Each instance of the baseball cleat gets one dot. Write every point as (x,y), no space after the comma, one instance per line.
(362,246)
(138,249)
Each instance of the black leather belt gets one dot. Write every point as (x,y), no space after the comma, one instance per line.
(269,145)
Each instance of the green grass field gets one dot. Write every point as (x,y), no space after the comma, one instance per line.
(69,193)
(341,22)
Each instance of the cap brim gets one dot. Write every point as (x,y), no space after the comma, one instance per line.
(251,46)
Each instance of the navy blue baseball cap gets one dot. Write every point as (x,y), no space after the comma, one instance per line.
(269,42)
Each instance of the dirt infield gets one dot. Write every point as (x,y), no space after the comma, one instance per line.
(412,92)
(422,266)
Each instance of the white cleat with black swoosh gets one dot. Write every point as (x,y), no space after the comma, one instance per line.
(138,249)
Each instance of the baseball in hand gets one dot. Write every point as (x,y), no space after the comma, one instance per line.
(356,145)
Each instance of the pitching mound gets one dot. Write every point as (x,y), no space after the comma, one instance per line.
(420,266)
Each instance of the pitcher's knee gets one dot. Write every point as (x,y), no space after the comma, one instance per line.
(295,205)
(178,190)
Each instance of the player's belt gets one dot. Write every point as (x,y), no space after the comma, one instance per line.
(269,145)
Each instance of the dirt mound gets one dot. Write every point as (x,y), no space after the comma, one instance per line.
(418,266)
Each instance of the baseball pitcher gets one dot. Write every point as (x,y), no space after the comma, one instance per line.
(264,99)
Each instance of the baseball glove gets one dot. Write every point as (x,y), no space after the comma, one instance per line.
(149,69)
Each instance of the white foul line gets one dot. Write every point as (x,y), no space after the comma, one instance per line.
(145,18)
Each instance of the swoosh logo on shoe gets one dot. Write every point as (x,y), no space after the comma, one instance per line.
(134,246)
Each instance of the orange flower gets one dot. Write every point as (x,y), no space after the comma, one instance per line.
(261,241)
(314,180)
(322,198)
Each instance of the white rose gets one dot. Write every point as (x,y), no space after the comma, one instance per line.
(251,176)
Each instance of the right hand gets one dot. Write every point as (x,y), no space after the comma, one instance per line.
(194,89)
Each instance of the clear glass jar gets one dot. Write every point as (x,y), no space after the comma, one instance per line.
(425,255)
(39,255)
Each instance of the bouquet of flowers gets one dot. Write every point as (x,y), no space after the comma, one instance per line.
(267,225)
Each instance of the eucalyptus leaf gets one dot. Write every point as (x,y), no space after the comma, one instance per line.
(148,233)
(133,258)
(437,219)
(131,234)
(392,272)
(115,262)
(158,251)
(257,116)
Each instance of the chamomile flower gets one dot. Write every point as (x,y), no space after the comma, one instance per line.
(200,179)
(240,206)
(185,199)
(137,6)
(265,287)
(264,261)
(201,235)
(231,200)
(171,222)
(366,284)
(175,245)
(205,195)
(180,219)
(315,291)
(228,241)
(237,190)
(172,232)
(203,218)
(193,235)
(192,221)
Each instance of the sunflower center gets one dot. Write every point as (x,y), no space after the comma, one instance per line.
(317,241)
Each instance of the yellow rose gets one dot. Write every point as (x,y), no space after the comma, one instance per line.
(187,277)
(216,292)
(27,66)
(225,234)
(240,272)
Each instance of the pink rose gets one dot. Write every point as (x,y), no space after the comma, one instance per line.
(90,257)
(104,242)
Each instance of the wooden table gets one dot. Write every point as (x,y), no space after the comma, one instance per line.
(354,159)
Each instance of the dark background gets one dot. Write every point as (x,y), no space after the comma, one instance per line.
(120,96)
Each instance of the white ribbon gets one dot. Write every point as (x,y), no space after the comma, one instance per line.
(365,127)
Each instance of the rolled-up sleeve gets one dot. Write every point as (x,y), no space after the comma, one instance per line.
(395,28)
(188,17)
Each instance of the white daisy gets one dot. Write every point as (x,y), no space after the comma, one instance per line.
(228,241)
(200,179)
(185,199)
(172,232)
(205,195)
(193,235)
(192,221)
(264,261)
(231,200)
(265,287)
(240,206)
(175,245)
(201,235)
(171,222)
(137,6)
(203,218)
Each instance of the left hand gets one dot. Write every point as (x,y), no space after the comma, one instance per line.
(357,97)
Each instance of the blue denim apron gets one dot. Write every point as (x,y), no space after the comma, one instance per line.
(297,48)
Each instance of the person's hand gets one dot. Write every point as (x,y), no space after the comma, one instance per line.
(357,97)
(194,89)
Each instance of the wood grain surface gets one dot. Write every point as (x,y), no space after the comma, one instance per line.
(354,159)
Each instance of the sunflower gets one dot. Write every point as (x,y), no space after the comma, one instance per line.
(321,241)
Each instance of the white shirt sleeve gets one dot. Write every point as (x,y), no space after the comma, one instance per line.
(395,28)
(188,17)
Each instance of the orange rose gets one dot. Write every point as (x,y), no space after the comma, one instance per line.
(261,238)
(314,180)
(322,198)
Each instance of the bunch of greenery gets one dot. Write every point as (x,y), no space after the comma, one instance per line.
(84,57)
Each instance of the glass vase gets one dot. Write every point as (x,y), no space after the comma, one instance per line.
##############################
• Activity:
Send back all of the entries exactly, with nothing missing.

• Completed task:
Each instance of the baseball cleat gets one dot. Write every point as (x,y), no space after the comma, one instance per line.
(362,246)
(138,249)
Each instance of the black leather belt gets one dot. Write every point as (x,y), no space after the comma, one instance per line.
(269,145)
Each instance of the green grass field gets one dot. Write every point as (x,y), no space after the comma, one instance per line.
(69,193)
(341,22)
Each instance of the cap brim gets one dot. Write every point as (x,y), no space after the comma, one instance per line.
(251,46)
Each instance of the navy blue baseball cap gets one dot. Write every point as (x,y), no space after the comma, one instance per line.
(269,42)
Each instance of the dirt infield gets one dot. Write every point as (x,y), no space after the comma, one instance per line.
(412,92)
(422,266)
Each instance of the white cleat with black swoosh gets one dot. Write every point as (x,y), no space after the comma, one instance per line.
(138,249)
Each instance of the baseball in hand gets one dot. Write every point as (x,y), no space after the comma, one instance per line.
(356,145)
Each instance of the pitching mound gets one dot. Write every point as (x,y), no space after the comma, one instance per line.
(420,266)
Each instance of the pitcher's knee gets one dot. Write every point as (x,y), no space after the comma, one instance per line.
(295,205)
(178,190)
Each instance of the player's belt gets one dot. Write every point as (x,y), no space after the comma, one instance per line.
(269,145)
Each instance of the dirt mound gets one dot. Write every point as (x,y), no space after the comma, one instance per line.
(418,266)
Each instance of the baseball pitcher gets one dot. Write every point as (x,y), no space after the comma, one instance per line.
(264,99)
Each instance of the baseball glove gets one dot. Write every point as (x,y), no space after the comma, one instance per line.
(149,69)
Each instance of the white foul line gets one dot. Write every point as (x,y), no space after the comma, one instance per line.
(145,18)
Each instance of the swoosh logo on shoe gets one dot. Write every point as (x,y), no space after the comma, one instance per line.
(134,246)
Each instance of the orange flower gets one dot. Write every point as (x,y), no space after the comma, one instance per line.
(261,241)
(314,180)
(322,198)
Each instance of the white rose gets one dot. Write every point as (x,y), no space after the comma, one instance per line.
(251,176)
Each instance of the right hand gets one dot. Write every point as (x,y), no space after the comma, one instance per line.
(194,89)
Each instance of the clear glass jar gets one dot. Write every point as (x,y), no space after the comma, one instance per line.
(425,255)
(39,255)
Each instance of the bouquet of flowers gets one dot. Write every point as (x,y), no space after the comma, one instance per line.
(267,225)
Each instance of the eucalyptus leaf gets one dot. Write every point as (x,y), no space after the comma, one instance per line.
(148,233)
(133,258)
(437,219)
(131,234)
(392,272)
(115,262)
(158,251)
(257,116)
Each instance of the chamomile flower gets one dot. Write every point as (x,y), no space after the comma, one instance per line.
(200,179)
(240,206)
(185,199)
(137,6)
(265,287)
(264,261)
(201,235)
(231,200)
(171,222)
(366,284)
(175,245)
(205,195)
(180,219)
(315,291)
(228,241)
(237,190)
(172,232)
(203,218)
(193,235)
(192,221)
Each instance of the sunflower center gets one dot. Write every point as (x,y), no space after the comma, one instance per line.
(317,241)
Each instance of the yellow rose gets one dot. Write every point as (x,y), no space after the comma, one instance per line.
(187,277)
(216,292)
(27,66)
(225,234)
(240,272)
Each instance of the pink rose gets one dot. Write every point as (x,y), no space after the comma, one instance per line.
(90,257)
(104,242)
Each instance of the wooden table gets one dot. Write every point as (x,y), no space after the comma, one instance per line.
(354,159)
Each instance of the dark background gets one dot. Write every point as (x,y), no space after the comma, one instance per line.
(120,96)
Each instance of the white ribbon gets one dot. Write every point as (x,y), no space after the comma, one instance per line.
(365,127)
Each instance of the rolled-up sleeve gets one dot. Write every point as (x,y), no space after the comma, one instance per line.
(395,28)
(188,17)
Each instance of the white daisy gets one dot. Write every point as (x,y), no space after the comma, one instance per line.
(228,241)
(200,179)
(185,199)
(172,232)
(205,195)
(193,235)
(192,221)
(264,261)
(231,200)
(265,287)
(240,206)
(175,245)
(201,235)
(171,222)
(137,6)
(203,218)
Each instance of the left hand gets one dot. Write every point as (x,y), no space after the comma, one instance per line.
(357,97)
Each instance of the blue denim apron gets one dot. Write every point as (x,y), no space after the comma, one instance per line.
(297,48)
Each instance of the person's hand gets one dot. Write every point as (x,y), no space after the comma, one instance per line.
(357,97)
(194,89)
Each instance of the wood grain surface gets one dot. Write every point as (x,y), no space after the comma, one instance per line.
(354,159)
Each instance of the sunflower gets one dot. Write every point as (x,y), no space after the comma, one instance per line.
(321,241)
Each instance of the white shirt sleeve gets one dot. Write every point as (x,y), no space after the comma, one instance per line.
(395,28)
(188,17)
Each instance of the orange rose gets one dot. Write every point as (x,y), no space after the comma, one instance per line.
(261,238)
(314,180)
(322,198)
Each instance of the bunch of greenery gets one dot. Write every point as (x,y), no space after the comma, one instance per line.
(84,57)
Each instance of the glass vase gets one dot. Write every point as (x,y), no space after the comma, one instance per line.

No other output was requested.